Page excerpt:
PDSA warning after dog eats over 100 slug pellets

Milo, a cross breed aged 5, ate slug pellets from a garden pot but was saved from the brink of death by PDSA Vets. Contact: Sophie Johnson and Emily Malcolm - 01952 797231 PR Handout - Free to use

PDSA vets are warning owners about the dangers of slug pellets after a family dog, Milo, was left fighting for his life when he ate over 100 of the toxic pellets.

Alexandra Banu, a Vet at PDSA Southampton, said, “Slug pellets can be fatal in a matter of hours, as they are highly toxic. On Milo’s arrival we were unsure if he would survive, but everyone involved in his care was determined to do everything they could to give him the best chance.”

Owner Zoe Earl had been clearing out her garage and left the slug pellets in a garden pot, but didn’t notice five-year-old Milo had eaten them. Later, Milo began to vomit and Zoe realised he had swallowed the pellets. At this point he began to shake uncontrollably, as the poison entered his blood stream.

Acting fast, Zoe took Milo into Vets Now out-of-hours practice to seek urgent veterinary care.

“They did everything they possibly could. He started twitching really badly so they first sedated him to try and stop him going into a full seizure. This wasn’t enough, and he also needed a special drip into his vein to stop the seizures and keep him safe throughout the night,” said Zoe.

Incredibly, Milo survived the night, and the next morning he was transferred to Southampton PDSA Pet Hospital for continued care.

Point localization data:
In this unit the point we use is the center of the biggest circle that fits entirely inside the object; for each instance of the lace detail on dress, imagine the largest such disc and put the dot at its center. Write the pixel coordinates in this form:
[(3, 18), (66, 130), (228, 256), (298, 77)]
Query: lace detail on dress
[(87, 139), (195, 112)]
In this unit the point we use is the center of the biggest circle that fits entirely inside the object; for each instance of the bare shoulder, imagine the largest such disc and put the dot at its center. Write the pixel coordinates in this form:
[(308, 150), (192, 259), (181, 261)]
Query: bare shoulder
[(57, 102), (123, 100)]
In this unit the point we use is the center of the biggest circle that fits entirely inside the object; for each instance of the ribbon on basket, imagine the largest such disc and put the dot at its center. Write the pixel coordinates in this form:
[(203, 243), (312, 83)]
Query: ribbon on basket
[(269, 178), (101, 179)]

* * *

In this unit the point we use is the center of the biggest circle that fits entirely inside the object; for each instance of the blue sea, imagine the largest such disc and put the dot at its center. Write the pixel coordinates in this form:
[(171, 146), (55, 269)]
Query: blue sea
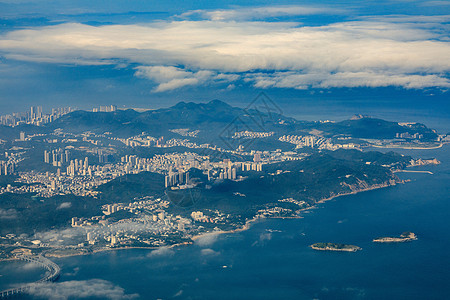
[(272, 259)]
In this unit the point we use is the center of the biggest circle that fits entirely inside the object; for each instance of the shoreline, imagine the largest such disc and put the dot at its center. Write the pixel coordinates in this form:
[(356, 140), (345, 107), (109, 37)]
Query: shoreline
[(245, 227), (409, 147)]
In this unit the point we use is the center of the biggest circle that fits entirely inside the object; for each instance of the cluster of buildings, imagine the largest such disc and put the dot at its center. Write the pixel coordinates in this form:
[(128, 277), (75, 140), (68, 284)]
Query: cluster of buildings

---

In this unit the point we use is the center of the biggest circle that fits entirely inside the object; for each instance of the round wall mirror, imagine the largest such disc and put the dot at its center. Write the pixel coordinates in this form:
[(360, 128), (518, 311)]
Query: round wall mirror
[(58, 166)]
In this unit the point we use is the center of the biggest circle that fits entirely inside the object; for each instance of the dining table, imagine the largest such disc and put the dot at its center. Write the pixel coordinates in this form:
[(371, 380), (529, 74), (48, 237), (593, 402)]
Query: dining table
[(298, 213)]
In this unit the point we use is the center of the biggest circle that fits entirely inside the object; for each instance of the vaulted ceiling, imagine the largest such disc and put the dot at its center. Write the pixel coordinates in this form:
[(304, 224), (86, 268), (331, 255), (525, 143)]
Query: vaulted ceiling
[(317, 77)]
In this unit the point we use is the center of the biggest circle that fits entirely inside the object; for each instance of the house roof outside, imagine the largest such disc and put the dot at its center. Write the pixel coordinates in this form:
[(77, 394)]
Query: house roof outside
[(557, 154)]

Actions to take:
a – In the slug pellet article, swap "family dog" for "pet dog" and write out everything from "PDSA vets are" down to "the toxic pellets.".
b – Write the next part of the article about Milo and the slug pellets, starting right after its last sentence.
This material is not needed for anything here.

Outputs for the tasks:
a –
PDSA vets are warning owners about the dangers of slug pellets after a pet dog, Milo, was left fighting for his life when he ate over 100 of the toxic pellets.

b –
“An intensive level of care was given to Milo from both veterinary teams at PDSA and Vets Now,” continued Alexandra. “But after more than 24 hours with no signs of improvement, things weren’t looking good. If there was no improvement by the next morning, the family would have to make the terrible decision to put him to sleep.”

Zoe, her son Dillon and her daughter Briony were heartbroken, but knew that if he didn’t start responding soon, it would be kindest to let Milo go.

The next morning, the family visited Milo at PDSA expecting to say their goodbyes. But instead they were greeted by a smiling vet who reported their had made some great improvements overnight. Milo was finally showing signs of pulling through, and was on track to make a miracle recovery.

Zoe said, “We went in to see him and I don’t know who was more pleased — him to see us, or us to see him! He was still pretty drowsy but we were able to take him home later in the afternoon and I just felt a huge sense of relief. By the next morning, he was pretty much back to normal.”

Slug pellets are incredibly dangerous for dogs: even very small amounts can be fatal. Zoe says she feels extremely guilty about Milo’s near-death experience.

“I went off to the rubbish tip and forgot about the pellets. I didn’t think Milo would touch them, but at some point that afternoon Milo found the pot and ate every single one.”

Two weeks later, a recovered Milo and Zoe visited PDSA again for his booster vaccinations, and the vets and staff were delighted to see him on his feet again. The family have recently celebrated five years with Milo, and Zoe said, “It’s due to the care and fantastic work of PDSA, and all the vets and nurses who helped treat him that he’s here today. Milo was lucky to survive something as serious as this.”

PDSA Vets are warning any green-fingered pet owners to try and use pet-safe products in their gardens. If slug pellets must be used they should be kept well out of paws reach, with access to any treated areas blockrd. If you suspect that your pet might have eaten something they shouldn’t, visit your vet immediately. Click here to find out more potential dangers hidden around the home and garden.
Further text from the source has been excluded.